REQUIRED TASKS →
[1] In the editorial on oil and food prices, reproduce the passage starting with "By Juan T. Gatbonton, Editorial" and going on through "Energy Regulatory Commission.".
[2] Answer these questions using the editorial on oil and food prices:
(a) Since when has the government been running its two hunger-mitigation programs?
(b) How large is the subsidy for small electricity users?
(c) What does the Oil Deregulation Law allow oil companies to do?
[3] Go on writing the editorial on oil and food prices and government subsidies from the point where it stops.

+++ EXTRACT

By Juan T. Gatbonton, Editorial Consultant

Soaring prices of oil and food have set off populist cries for policies that would relieve the hardships the crisis is imposing on the poorest families. Even the bishops are calling for a second look at the expanded value-added tax (E-VAT) and the Oil Deregulation Law that enables oil companies to raise their prices without deference to the Energy Regulatory Commission.

But the financial authorities are not likely to give up the easy-to-collect—if regressive—tax that has fattened government finances so dramatically. As for oil deregulation, it has effectively de-politicized oil pricing—whose fluctuations had set off street demonstrations and transport strikes since the 1970s.

Subsidies govt is paying

To soothe popular feeling, the Arroyo administration has increased the range of direct subsidies it awards to the poor.

Since November 2005, it has been running two hunger-mitigation programs. The “Food-for-School” program pays one kilo of rice for every day that a child from a poor family attends a public daycare center, pre-school or Grade One class. The “Tindahan Natin” program sells socially priced rice and instant noodles. These two programs cost P2.9 billion yearly.

In addition, the government has begun subsidizing small electricity users (P2 billion). It is also awarding scholarships and student loans (P1 billion) and setting up another P1-billion fund for bus, taxi and jeepney conversions to compressed natural gas.

++++++
+++ RECORD EXTRACTS

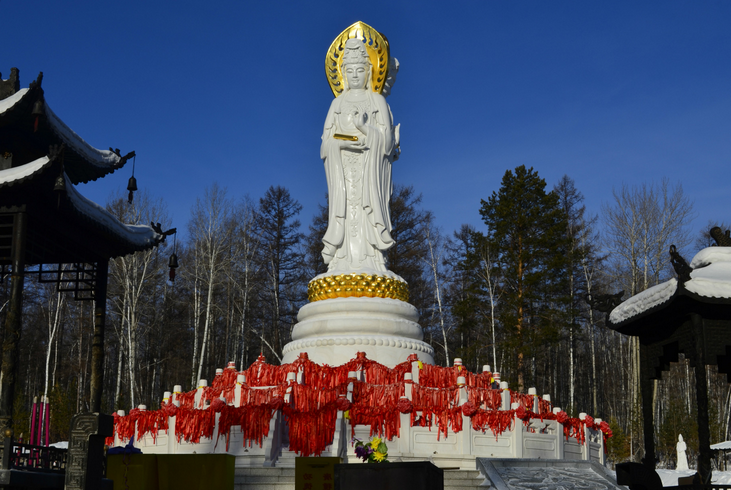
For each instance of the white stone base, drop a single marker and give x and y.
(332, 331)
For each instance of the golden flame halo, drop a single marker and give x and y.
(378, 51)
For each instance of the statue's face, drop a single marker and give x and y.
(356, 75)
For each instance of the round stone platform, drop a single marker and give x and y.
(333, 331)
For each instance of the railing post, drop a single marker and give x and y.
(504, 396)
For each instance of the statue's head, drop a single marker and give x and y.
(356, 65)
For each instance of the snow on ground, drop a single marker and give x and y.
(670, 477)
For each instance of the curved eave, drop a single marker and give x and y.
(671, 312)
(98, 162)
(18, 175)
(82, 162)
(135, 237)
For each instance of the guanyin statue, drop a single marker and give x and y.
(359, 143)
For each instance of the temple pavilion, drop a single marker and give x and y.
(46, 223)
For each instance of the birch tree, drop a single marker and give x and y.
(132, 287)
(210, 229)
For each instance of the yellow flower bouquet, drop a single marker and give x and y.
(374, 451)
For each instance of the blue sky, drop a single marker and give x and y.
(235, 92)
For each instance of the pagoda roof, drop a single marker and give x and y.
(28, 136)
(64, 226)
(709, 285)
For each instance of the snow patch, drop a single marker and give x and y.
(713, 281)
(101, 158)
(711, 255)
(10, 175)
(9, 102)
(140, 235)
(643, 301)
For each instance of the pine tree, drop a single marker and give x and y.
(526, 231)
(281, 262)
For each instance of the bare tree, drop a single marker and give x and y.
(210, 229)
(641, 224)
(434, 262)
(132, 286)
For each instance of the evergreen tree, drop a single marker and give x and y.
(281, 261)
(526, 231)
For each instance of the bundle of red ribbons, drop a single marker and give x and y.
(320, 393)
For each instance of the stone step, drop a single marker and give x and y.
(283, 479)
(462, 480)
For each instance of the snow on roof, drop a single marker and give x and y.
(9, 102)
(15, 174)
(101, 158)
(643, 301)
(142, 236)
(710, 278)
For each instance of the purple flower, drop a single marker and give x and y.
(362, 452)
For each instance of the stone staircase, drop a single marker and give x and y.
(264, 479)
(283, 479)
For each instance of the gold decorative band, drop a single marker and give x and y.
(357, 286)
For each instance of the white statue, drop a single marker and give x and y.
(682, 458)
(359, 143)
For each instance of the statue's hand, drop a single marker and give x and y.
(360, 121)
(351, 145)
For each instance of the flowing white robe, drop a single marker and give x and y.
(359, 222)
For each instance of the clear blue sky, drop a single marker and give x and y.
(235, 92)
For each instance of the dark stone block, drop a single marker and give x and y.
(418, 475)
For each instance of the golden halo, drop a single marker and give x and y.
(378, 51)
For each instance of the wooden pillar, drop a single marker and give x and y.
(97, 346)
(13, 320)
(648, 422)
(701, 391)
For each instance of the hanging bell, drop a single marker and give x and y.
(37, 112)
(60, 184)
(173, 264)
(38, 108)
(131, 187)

++++++
+++ RECORD EXTRACTS

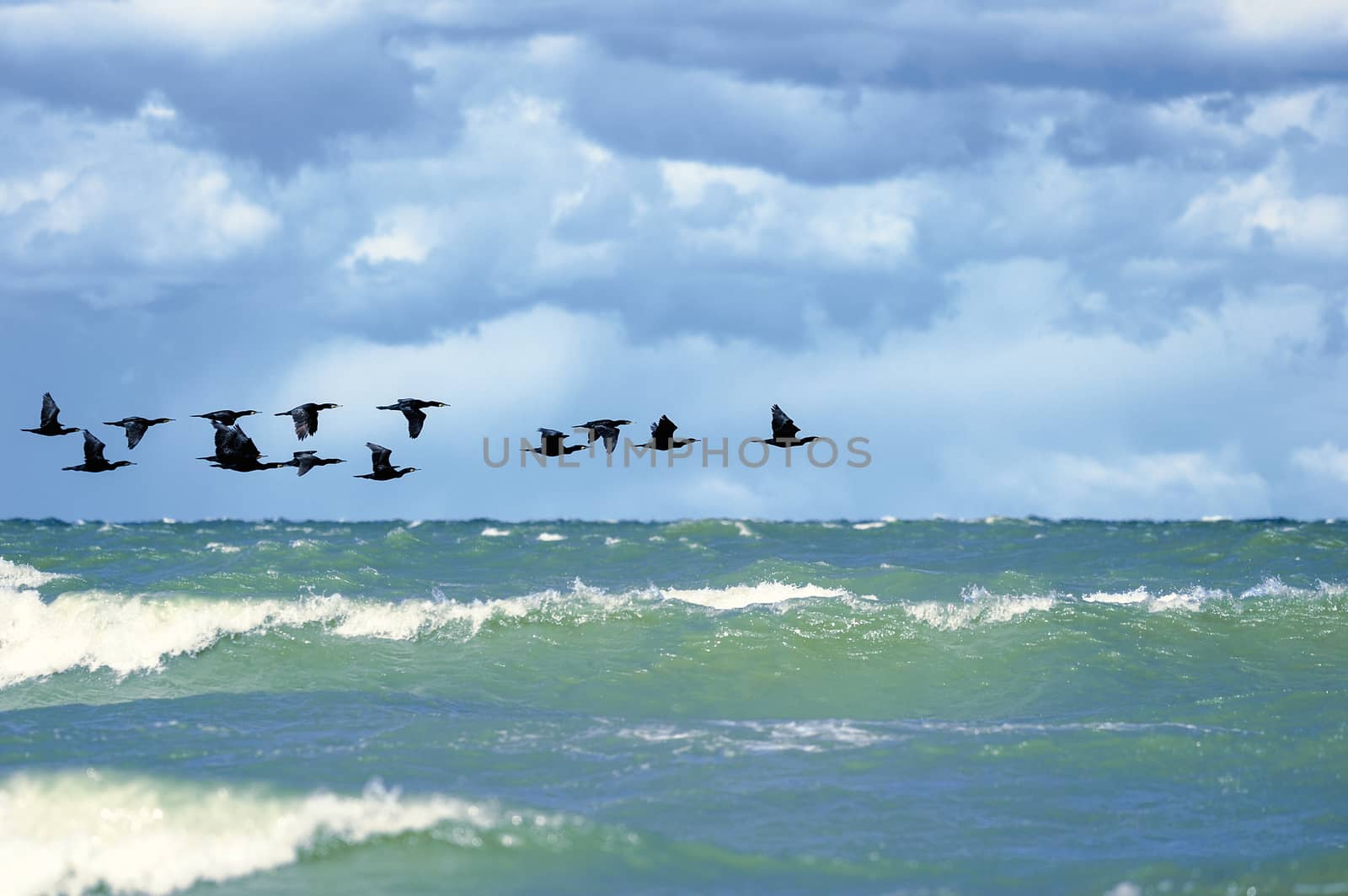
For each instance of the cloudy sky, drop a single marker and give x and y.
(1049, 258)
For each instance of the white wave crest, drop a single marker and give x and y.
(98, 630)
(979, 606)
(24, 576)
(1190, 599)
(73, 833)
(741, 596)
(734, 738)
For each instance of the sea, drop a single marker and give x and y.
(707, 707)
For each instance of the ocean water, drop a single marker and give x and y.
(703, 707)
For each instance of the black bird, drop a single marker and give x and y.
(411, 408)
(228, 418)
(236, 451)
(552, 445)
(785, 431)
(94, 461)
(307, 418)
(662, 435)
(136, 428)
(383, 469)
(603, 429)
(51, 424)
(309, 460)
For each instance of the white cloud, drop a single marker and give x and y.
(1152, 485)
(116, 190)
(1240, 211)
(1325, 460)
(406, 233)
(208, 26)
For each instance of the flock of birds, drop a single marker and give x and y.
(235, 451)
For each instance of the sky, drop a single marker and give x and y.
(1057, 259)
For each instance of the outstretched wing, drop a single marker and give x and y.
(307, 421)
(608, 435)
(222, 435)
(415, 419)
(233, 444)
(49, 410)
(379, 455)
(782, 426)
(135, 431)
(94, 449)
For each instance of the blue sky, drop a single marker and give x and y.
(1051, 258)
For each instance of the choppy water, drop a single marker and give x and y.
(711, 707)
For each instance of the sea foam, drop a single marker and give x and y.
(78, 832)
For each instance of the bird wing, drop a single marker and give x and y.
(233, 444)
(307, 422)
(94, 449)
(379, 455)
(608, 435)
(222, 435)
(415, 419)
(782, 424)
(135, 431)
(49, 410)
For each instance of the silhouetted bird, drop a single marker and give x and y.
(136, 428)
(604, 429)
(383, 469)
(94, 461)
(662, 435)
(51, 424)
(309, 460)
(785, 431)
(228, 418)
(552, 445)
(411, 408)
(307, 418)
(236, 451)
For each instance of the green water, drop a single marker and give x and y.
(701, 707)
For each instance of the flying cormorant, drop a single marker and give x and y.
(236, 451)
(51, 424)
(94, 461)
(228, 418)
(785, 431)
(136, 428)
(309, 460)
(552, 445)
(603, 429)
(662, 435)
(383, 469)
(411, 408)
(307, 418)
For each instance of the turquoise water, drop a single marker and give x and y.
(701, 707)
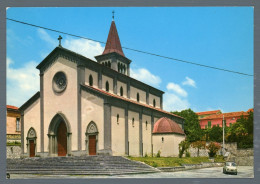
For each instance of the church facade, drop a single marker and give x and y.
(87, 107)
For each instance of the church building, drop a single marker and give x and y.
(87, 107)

++++++
+++ RECORD EXTRACTS

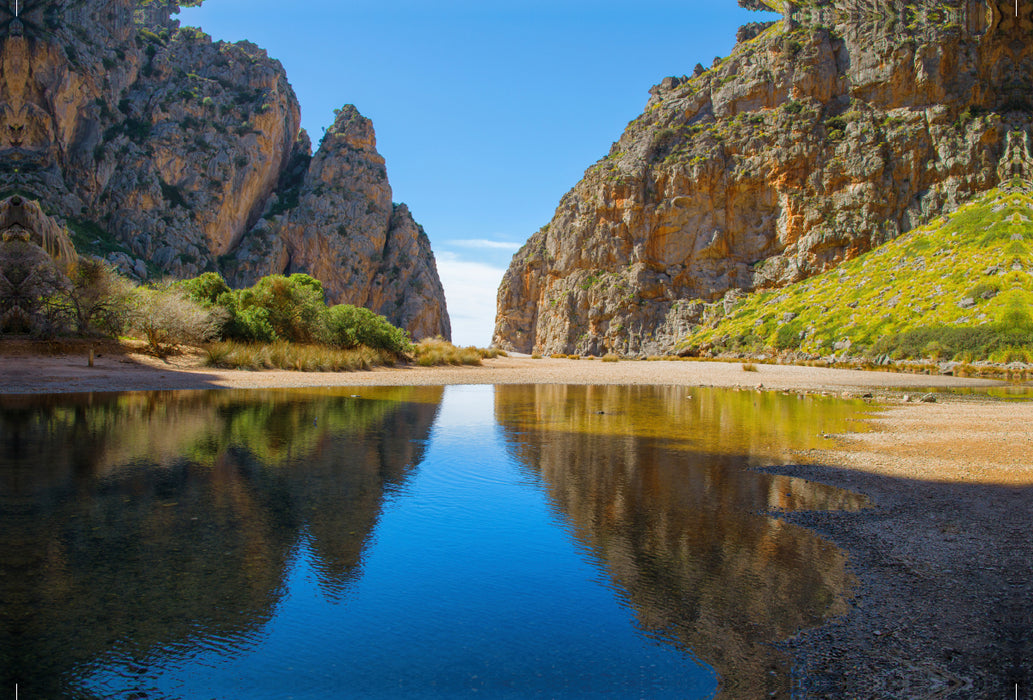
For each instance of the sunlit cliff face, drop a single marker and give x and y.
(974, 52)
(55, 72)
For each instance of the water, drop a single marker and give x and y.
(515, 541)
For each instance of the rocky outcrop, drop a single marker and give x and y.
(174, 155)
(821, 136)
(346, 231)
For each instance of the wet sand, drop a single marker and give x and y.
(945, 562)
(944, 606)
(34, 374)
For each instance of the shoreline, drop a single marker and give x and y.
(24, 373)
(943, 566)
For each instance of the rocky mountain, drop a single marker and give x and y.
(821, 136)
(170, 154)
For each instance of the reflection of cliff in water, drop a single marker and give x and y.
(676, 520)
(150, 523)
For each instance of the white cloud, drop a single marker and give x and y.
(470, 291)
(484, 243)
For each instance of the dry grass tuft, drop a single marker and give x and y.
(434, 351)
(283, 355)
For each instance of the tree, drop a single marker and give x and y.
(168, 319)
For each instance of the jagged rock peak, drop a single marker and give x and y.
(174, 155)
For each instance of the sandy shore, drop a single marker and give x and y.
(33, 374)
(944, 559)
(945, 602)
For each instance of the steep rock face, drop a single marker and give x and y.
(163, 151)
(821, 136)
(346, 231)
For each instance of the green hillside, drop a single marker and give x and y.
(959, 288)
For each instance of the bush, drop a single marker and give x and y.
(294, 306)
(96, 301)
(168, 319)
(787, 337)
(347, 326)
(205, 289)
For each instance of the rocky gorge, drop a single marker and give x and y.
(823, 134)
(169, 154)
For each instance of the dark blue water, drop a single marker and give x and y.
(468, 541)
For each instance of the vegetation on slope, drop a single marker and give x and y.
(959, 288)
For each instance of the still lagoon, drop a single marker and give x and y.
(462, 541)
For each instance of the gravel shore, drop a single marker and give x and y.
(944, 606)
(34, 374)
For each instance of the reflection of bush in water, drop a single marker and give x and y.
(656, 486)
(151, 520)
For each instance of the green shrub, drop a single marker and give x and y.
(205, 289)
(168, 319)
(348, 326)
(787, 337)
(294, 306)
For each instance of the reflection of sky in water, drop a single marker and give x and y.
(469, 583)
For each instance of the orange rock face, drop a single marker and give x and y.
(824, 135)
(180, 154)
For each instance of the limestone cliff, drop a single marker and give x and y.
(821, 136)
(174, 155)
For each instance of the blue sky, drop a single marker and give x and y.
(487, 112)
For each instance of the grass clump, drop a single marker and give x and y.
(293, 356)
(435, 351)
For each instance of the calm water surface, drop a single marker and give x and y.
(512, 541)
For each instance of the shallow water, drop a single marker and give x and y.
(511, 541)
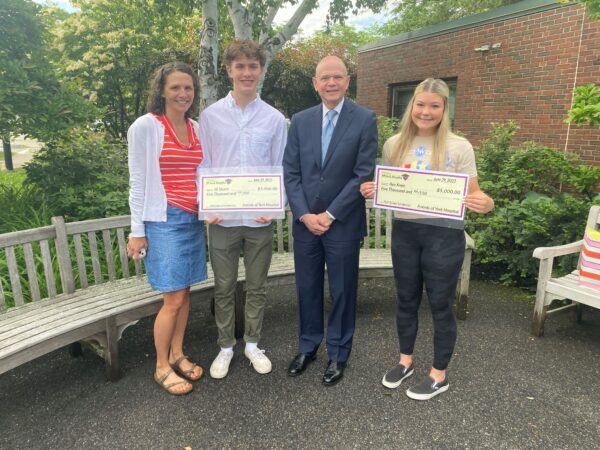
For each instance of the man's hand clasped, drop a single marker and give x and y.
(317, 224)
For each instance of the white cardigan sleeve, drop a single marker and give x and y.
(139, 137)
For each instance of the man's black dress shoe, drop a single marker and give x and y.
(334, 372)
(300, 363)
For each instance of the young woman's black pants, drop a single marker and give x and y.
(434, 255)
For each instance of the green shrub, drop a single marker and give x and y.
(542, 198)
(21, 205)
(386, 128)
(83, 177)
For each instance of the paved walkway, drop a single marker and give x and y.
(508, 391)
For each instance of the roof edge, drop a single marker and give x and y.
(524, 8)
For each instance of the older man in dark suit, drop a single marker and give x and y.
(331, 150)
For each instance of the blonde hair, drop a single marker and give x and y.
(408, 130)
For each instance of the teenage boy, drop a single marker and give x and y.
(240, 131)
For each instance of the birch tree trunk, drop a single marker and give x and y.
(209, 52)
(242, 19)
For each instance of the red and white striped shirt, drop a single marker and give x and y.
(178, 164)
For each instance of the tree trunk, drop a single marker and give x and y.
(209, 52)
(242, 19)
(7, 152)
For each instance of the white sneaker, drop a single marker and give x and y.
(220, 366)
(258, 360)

++++++

RESULTS OF THE EXERCISE →
[1]
By Juan T. Gatbonton, Editorial Consultant

Soaring prices of oil and food have set off populist cries for policies that would relieve the hardships the crisis is imposing on the poorest families. Even the bishops are calling for a second look at the expanded value-added tax (E-VAT) and the Oil Deregulation Law that enables oil companies to raise their prices without deference to the Energy Regulatory Commission.

[2]
(a) Since November 2005.
(b) P2 billion.
(c) Raise their prices without deference to the Energy Regulatory Commission.

[3]
So far, the administration has committed itself to spend nearly P7 billion altogether in direct subsidies to the poor. And it threatens to spend even more. But subsidies of this type are typically unfocused, wasteful and ineffective. They are no more than dole-outs—handed out more for their political impact than for their practical usefulness.

This is why both the “Food-for-School” program and the socially priced stores cover the 17 cities and municipalities of Metro Manila, the National Capital Region (NCR), though poverty incidence in this region is no higher than 6.4 percent.

Even in relatively efficient states, delivery costs of social-welfare subsidies can run up. In the United States, they exceed well over 17 percent of total program costs. By their very nature, direct subsidies are also hard to monitor. And the bishops are right to worry about the liabilities of corruption.

More lasting welfare programs

Now is a good time to start up longer-term programs to raise the poorest groupings in the national community closer to the level of the average. Historically, the Philippines has been one of East Asia’s most unequal countries.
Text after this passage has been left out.